--- START OF Data for this exercise ---

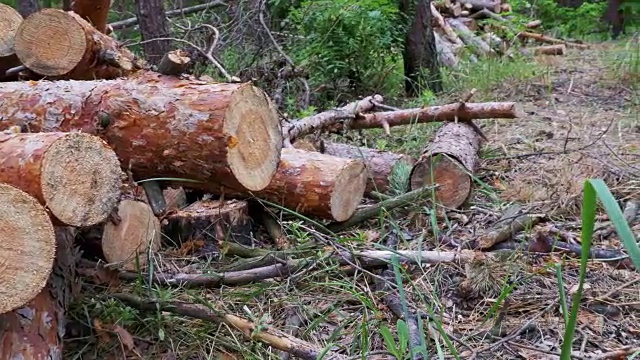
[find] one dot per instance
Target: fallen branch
(266, 334)
(122, 24)
(307, 125)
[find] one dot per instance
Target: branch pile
(485, 28)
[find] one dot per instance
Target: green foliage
(594, 189)
(348, 45)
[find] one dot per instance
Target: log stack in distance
(76, 176)
(27, 247)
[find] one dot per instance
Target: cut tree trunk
(379, 164)
(316, 184)
(550, 40)
(27, 249)
(79, 52)
(476, 44)
(477, 5)
(35, 331)
(449, 112)
(449, 160)
(161, 126)
(174, 62)
(9, 23)
(557, 49)
(136, 233)
(76, 176)
(95, 12)
(211, 222)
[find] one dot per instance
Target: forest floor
(583, 121)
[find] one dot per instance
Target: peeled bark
(161, 126)
(80, 52)
(477, 5)
(95, 12)
(35, 331)
(27, 249)
(174, 62)
(550, 40)
(379, 164)
(212, 221)
(477, 45)
(448, 162)
(129, 241)
(316, 184)
(11, 20)
(76, 176)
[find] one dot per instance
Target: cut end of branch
(255, 137)
(56, 57)
(81, 179)
(27, 247)
(10, 20)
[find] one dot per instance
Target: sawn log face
(160, 126)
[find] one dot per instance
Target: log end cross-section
(27, 247)
(76, 176)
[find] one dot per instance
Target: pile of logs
(95, 141)
(459, 25)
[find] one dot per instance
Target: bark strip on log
(449, 159)
(160, 126)
(36, 330)
(27, 249)
(449, 112)
(76, 176)
(95, 12)
(550, 40)
(10, 20)
(316, 184)
(136, 233)
(379, 164)
(80, 51)
(211, 221)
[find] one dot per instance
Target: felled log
(547, 39)
(210, 221)
(174, 62)
(80, 51)
(11, 20)
(27, 249)
(129, 240)
(160, 126)
(36, 330)
(446, 29)
(477, 45)
(95, 12)
(315, 184)
(477, 5)
(76, 176)
(379, 164)
(448, 162)
(557, 49)
(449, 112)
(447, 57)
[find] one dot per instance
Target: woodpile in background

--- END OF Data for this exercise ---

- [Given task]: Your copy of the data above should match it exactly, except that pictures are left out.

- [Answer to the exercise]:
[find] one dot per instance
Target: fallen branch
(266, 334)
(122, 24)
(307, 125)
[find] one dot per instance
Target: branch pile
(485, 28)
[find] one dot per instance
Target: green foliage
(594, 189)
(348, 45)
[find] one dot per instance
Target: log stack in distance
(76, 176)
(27, 247)
[find] one dot per instance
Target: cut tree trunk
(379, 164)
(316, 184)
(550, 40)
(27, 249)
(79, 52)
(476, 44)
(477, 5)
(35, 331)
(449, 112)
(449, 160)
(161, 126)
(174, 62)
(9, 23)
(557, 49)
(136, 233)
(76, 176)
(95, 12)
(211, 222)
[find] one dot per instance
Target: forest floor
(583, 121)
[find] one dot per instance
Target: peeled bark
(161, 126)
(80, 52)
(477, 5)
(95, 12)
(35, 331)
(27, 249)
(174, 62)
(550, 40)
(379, 164)
(212, 221)
(477, 45)
(448, 162)
(129, 241)
(316, 184)
(11, 20)
(76, 176)
[find] one dot per instance
Target: cut end of branch
(255, 137)
(56, 57)
(81, 179)
(27, 247)
(10, 20)
[find] one dot per instance
Target: sawn log face
(160, 126)
[find] one dot per instance
Target: log end cross-section
(27, 247)
(76, 176)
[find] one dot per instance
Target: pile of logs
(95, 141)
(459, 25)
[find] one dot per instance
Target: bark strip on log
(449, 159)
(160, 126)
(36, 330)
(27, 249)
(449, 112)
(76, 176)
(95, 12)
(550, 40)
(10, 20)
(316, 184)
(136, 233)
(379, 164)
(80, 51)
(211, 221)
[find] one dot per instance
Target: felled log
(547, 39)
(210, 221)
(174, 62)
(80, 51)
(11, 20)
(27, 249)
(129, 240)
(160, 126)
(36, 330)
(446, 29)
(477, 45)
(95, 12)
(315, 184)
(477, 5)
(76, 176)
(379, 164)
(448, 162)
(557, 49)
(449, 112)
(447, 57)
[find] one dot per instance
Target: woodpile in background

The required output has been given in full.